* [STORED ROWS]
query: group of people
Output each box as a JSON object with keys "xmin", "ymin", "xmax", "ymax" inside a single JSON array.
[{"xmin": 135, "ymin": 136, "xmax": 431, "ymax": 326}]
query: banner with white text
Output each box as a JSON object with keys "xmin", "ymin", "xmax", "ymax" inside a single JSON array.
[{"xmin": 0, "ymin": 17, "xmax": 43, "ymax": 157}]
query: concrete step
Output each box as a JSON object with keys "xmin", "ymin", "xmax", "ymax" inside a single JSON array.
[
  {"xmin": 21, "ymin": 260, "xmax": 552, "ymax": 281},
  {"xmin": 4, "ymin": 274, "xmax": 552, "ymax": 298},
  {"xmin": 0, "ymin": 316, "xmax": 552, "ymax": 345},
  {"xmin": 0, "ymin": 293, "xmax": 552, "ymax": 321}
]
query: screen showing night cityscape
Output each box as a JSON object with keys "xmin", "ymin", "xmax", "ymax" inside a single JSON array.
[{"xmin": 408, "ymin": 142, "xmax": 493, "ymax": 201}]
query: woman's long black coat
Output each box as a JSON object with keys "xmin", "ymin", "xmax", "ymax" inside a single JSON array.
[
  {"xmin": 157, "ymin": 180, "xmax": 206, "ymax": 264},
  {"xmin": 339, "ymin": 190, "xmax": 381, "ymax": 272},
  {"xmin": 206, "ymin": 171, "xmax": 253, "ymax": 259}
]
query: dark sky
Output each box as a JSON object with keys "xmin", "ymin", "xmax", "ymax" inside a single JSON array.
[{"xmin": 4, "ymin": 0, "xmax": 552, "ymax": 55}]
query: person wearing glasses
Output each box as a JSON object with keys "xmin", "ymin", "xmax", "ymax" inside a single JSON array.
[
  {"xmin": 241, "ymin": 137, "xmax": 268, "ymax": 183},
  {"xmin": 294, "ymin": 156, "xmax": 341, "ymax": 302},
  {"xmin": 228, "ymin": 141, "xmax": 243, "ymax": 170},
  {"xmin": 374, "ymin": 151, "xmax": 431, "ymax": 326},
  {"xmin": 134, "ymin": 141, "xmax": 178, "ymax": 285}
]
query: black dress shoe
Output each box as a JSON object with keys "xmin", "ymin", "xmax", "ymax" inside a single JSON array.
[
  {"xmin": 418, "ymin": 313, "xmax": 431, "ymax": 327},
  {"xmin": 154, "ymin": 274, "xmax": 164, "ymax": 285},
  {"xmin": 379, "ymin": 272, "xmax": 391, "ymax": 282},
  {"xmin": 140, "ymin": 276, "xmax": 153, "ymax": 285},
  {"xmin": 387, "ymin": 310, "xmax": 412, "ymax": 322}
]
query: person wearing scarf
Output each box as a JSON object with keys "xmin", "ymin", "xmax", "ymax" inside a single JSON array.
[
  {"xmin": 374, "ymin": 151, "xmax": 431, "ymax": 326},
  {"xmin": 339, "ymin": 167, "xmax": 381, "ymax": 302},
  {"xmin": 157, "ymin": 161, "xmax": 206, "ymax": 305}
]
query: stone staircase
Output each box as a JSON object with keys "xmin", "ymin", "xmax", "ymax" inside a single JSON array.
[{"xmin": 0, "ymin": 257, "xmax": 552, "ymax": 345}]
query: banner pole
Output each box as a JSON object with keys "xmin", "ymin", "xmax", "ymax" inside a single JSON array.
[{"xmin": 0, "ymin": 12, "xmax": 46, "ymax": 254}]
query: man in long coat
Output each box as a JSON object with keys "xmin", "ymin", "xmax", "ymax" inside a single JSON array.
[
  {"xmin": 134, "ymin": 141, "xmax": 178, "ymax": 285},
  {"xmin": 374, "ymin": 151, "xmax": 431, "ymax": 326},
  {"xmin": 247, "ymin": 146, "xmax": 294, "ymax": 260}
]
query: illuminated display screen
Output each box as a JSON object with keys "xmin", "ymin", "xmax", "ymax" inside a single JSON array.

* * *

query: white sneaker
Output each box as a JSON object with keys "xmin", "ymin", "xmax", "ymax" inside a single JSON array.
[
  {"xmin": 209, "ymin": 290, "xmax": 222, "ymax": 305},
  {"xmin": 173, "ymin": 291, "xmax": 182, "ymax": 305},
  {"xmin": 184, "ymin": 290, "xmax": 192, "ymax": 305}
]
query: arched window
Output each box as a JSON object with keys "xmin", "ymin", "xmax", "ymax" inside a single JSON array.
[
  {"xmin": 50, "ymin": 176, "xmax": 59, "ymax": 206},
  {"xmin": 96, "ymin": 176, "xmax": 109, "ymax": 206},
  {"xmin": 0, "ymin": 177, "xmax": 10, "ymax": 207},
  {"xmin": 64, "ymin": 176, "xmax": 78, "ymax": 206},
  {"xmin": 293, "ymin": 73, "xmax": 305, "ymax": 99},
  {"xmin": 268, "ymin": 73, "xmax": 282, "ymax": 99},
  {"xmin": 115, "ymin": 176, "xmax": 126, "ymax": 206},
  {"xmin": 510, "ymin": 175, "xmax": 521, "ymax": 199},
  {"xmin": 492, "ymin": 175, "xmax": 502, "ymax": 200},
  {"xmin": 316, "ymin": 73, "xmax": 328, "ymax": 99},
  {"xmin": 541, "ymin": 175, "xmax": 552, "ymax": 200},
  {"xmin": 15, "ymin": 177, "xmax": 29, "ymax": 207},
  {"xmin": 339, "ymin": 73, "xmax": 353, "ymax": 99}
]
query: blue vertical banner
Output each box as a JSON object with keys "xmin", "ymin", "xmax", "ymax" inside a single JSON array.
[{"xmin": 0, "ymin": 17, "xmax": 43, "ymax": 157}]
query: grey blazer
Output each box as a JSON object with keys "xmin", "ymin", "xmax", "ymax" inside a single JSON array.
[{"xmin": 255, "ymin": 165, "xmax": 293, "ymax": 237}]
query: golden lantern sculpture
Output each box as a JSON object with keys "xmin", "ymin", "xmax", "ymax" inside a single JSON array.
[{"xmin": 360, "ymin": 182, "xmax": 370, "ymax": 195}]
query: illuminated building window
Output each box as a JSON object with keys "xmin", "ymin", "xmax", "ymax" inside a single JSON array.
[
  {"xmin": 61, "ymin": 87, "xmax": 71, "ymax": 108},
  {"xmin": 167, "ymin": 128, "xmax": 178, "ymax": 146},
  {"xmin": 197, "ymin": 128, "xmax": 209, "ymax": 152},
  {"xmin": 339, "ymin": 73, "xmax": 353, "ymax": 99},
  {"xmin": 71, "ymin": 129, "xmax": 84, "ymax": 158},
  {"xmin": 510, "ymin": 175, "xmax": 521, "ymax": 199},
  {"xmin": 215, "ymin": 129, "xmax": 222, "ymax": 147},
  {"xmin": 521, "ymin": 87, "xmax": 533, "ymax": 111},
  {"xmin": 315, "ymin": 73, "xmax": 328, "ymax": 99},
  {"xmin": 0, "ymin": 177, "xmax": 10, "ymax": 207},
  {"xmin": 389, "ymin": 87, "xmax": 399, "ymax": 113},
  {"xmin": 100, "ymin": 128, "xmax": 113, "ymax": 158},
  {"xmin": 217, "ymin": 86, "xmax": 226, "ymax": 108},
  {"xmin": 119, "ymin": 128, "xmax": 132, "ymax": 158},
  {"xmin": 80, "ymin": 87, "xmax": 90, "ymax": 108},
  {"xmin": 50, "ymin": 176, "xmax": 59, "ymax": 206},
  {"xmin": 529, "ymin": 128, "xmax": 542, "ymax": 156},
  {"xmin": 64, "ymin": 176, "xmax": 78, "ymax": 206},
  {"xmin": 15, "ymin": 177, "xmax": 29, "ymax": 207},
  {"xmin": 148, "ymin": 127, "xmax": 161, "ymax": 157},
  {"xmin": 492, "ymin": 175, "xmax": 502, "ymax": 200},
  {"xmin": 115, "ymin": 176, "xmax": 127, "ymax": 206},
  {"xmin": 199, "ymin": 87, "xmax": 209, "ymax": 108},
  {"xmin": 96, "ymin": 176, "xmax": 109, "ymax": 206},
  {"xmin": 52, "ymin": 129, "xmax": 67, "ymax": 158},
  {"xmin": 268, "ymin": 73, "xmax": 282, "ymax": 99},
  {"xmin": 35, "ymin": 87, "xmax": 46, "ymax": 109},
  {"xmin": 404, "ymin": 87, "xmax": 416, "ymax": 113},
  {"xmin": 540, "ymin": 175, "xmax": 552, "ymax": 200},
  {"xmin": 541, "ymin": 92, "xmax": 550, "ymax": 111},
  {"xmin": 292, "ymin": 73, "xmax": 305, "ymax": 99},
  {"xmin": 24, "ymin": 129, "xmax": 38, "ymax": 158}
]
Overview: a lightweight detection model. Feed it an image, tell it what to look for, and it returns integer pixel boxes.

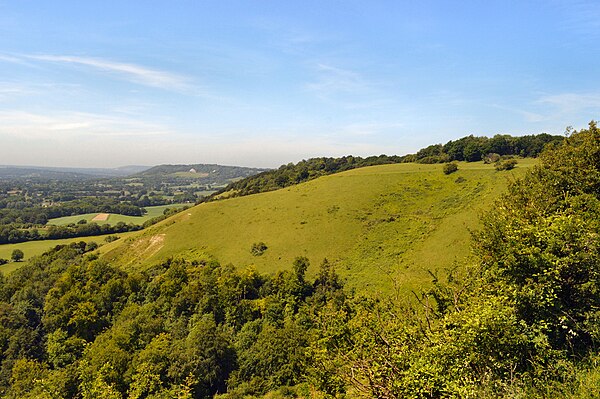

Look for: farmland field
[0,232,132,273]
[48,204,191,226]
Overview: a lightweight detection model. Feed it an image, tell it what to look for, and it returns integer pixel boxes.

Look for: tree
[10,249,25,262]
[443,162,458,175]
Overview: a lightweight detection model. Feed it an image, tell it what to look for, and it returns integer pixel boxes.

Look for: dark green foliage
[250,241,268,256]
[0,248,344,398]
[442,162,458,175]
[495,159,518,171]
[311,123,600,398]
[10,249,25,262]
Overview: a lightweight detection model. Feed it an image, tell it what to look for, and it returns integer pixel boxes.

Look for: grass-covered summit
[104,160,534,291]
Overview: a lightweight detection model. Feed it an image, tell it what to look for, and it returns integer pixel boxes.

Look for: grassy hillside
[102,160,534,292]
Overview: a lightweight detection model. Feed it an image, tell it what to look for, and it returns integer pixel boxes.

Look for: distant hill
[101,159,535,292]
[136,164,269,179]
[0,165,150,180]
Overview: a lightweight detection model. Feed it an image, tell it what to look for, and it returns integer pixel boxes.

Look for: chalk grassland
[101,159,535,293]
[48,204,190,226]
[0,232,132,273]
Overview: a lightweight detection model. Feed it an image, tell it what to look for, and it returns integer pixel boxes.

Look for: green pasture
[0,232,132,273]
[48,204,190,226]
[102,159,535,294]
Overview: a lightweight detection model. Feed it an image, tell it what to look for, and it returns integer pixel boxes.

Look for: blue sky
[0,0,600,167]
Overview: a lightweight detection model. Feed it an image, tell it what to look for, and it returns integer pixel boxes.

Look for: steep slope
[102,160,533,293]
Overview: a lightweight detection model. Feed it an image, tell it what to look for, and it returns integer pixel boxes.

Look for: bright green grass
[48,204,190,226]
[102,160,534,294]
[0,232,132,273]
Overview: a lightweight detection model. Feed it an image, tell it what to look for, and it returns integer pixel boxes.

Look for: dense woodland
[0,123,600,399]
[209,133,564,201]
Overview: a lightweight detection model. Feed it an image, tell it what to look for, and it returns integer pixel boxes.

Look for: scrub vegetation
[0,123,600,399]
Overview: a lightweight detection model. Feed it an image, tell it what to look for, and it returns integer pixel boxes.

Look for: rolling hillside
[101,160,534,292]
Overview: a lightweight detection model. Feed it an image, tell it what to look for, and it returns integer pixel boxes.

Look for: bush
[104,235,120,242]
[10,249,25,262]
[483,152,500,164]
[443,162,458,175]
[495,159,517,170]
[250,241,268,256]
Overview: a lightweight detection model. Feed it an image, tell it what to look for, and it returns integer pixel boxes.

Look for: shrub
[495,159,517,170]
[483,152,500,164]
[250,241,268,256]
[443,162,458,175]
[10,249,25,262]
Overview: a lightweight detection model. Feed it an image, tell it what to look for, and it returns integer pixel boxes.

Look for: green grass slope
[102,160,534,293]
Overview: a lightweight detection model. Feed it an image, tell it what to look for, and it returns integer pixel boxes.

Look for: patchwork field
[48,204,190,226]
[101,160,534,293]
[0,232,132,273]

---

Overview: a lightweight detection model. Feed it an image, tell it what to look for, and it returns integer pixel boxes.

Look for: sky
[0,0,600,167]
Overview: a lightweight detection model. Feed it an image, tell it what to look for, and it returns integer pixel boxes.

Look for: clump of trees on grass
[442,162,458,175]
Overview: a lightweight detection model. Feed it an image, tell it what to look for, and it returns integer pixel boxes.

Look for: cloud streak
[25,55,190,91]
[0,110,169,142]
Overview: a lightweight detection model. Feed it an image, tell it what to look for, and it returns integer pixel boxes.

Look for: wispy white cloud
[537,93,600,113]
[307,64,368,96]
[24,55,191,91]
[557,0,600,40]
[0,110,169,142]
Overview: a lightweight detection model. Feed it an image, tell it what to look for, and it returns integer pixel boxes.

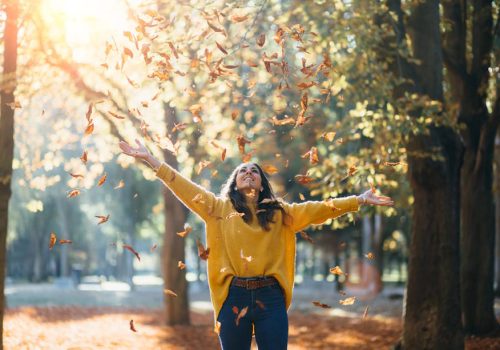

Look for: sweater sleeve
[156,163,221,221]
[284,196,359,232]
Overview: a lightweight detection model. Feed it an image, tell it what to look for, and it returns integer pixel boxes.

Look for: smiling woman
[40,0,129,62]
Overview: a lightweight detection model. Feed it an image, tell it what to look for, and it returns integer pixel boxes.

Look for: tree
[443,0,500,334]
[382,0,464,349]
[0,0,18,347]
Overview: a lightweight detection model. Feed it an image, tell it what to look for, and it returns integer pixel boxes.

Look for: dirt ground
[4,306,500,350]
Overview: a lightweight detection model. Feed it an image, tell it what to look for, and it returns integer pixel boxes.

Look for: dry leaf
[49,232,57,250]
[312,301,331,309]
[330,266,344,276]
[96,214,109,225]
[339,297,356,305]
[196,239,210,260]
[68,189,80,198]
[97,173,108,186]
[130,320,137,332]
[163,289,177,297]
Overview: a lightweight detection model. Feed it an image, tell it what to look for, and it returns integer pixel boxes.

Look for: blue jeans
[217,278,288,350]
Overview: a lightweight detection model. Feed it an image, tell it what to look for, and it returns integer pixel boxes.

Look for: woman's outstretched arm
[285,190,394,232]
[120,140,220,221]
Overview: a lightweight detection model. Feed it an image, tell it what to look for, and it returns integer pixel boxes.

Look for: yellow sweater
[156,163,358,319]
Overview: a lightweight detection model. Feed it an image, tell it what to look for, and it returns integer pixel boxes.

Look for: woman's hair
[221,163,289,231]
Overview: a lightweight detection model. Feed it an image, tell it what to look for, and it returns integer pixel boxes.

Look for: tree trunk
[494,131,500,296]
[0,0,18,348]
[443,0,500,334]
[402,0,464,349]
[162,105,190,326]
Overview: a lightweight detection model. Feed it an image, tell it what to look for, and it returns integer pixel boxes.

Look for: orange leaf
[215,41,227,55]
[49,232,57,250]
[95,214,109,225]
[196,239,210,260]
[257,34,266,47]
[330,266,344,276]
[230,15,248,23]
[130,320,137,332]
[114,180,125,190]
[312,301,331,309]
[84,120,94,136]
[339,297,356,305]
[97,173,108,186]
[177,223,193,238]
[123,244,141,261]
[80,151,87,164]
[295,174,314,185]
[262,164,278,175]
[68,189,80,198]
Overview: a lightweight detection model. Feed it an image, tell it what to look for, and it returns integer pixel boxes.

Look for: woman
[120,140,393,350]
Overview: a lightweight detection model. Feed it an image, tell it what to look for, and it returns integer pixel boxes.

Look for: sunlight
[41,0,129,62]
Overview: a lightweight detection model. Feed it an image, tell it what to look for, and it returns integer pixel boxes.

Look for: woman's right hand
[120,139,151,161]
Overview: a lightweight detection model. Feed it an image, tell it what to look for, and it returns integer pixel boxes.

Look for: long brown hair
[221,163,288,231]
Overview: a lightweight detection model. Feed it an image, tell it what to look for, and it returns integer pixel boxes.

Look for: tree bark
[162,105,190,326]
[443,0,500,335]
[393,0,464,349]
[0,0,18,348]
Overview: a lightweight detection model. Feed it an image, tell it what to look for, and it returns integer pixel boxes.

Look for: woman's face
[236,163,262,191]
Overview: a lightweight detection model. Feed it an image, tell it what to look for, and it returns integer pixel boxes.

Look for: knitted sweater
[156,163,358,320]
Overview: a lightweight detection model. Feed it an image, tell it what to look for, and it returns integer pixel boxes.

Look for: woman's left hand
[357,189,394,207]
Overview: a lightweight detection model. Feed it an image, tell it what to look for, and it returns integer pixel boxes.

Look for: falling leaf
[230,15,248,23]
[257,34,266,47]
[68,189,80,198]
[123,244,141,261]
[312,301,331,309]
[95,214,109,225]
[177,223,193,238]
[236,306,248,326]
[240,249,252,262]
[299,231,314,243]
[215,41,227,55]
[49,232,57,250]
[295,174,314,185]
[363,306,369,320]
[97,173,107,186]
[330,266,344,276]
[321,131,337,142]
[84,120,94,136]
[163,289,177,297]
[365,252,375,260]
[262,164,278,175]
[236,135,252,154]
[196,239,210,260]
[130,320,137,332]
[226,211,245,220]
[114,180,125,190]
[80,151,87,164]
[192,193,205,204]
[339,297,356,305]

* [THE TASK] Extract every line of the records above that contains the string "hillside".

* [COMPLETE ANSWER]
Look for: grassy hillside
Look for: rolling hillside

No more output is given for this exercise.